● Text block:
The Garton et al article is a good basic introduction to social network theory. Lin Freeman's article has a number of examples of network visualizations, including historical ones that have a rather different approach than today's graphs.
Please read both theses articles and look at the other examples of social visualization.
Write a short essay discussing/critiquing the work of Moreno (in Freeman), Mark Lombardi, and another piece of your choosing. You will want to discuss whether the images are legible, whether the information given is well encoded, etc. Are the features described in Garton et al visible? Which are and which are not? How would you depict them if they are not visible (please illustrate your response)
Draw a network diagram of your family, friends and acquaintances. Aim to have between 30 and 60 (or more) people in your network - you may want to start with people you think of offhand, then run through a contact list to get a range of additional names from different contexts. Show connections among those people whom you know know each other. As you draw the diagram, think about where you are placing people - how have you grouped them, what meaning, if any, are you giving to adjacency or top/bottom?
Go beyond the basic depiction of generic nodes and links. What do you want to say about the relationship between people? Is quantity of interaction important? How long the relationship has existed? The topics that the people have in common? What kind of relationship is it - is it formal? intimate? work-based? family? Think about what information you would like to depict by changing the node (it's shape, color, etc.) and what you would like to show by changing the link (it's thickness, color, curve, etc).
The goal of this work is to create somehting like a self-portrait in network connections. Does the final image reflect the mental model you have of your social surroundings?

● Provided information:
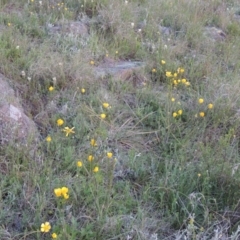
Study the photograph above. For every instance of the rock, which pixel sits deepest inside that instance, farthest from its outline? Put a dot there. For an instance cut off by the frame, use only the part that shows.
(15, 126)
(78, 28)
(123, 70)
(214, 33)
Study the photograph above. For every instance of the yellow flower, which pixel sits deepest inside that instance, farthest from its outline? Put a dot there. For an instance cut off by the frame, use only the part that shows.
(83, 90)
(93, 142)
(174, 114)
(168, 74)
(210, 105)
(58, 192)
(106, 105)
(54, 235)
(45, 227)
(103, 116)
(180, 70)
(90, 158)
(64, 190)
(68, 130)
(60, 122)
(48, 139)
(65, 196)
(179, 112)
(79, 164)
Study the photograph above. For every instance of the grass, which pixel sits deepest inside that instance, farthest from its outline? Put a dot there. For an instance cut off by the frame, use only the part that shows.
(174, 168)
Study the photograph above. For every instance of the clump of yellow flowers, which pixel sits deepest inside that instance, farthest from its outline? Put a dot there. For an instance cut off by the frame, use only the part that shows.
(61, 192)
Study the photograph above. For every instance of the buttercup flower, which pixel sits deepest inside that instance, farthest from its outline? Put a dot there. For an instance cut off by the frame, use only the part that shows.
(93, 142)
(90, 158)
(68, 130)
(79, 164)
(58, 192)
(210, 105)
(103, 116)
(45, 227)
(60, 122)
(51, 89)
(54, 235)
(48, 139)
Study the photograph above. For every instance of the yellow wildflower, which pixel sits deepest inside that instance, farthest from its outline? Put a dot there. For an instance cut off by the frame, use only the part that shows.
(60, 122)
(48, 139)
(93, 143)
(54, 235)
(210, 105)
(79, 164)
(65, 196)
(68, 130)
(45, 227)
(90, 158)
(174, 114)
(64, 190)
(103, 116)
(51, 89)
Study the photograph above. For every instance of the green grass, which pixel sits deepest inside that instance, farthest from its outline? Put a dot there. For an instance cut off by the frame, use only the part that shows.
(168, 176)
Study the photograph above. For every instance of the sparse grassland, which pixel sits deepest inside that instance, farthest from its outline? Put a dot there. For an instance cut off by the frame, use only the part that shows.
(151, 157)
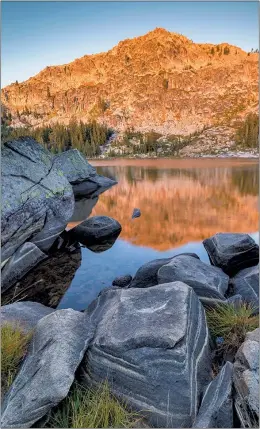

● Tasks to perform:
a) Answer these questions using the assignment text:
(i) Which article does it describe as a good basic introduction to social network theory?
(ii) How many people should the network diagram aim to include?
(iii) Which features of a link does it suggest changing to show information about a relationship?
b) Output the passage of the assignment text from "Go beyond the" to "color, curve, etc).", copying it without any changes.
Rely solely on the assignment text when responding, not on the items.

● Expected outputs:
a)
(i) The Garton et al article.
(ii) Between 30 and 60 people, or more.
(iii) Its thickness, color and curve.

b)
Go beyond the basic depiction of generic nodes and links. What do you want to say about the relationship between people? Is quantity of interaction important? How long the relationship has existed? The topics that the people have in common? What kind of relationship is it - is it formal? intimate? work-based? family? Think about what information you would like to depict by changing the node (it's shape, color, etc.) and what you would like to show by changing the link (it's thickness, color, curve, etc).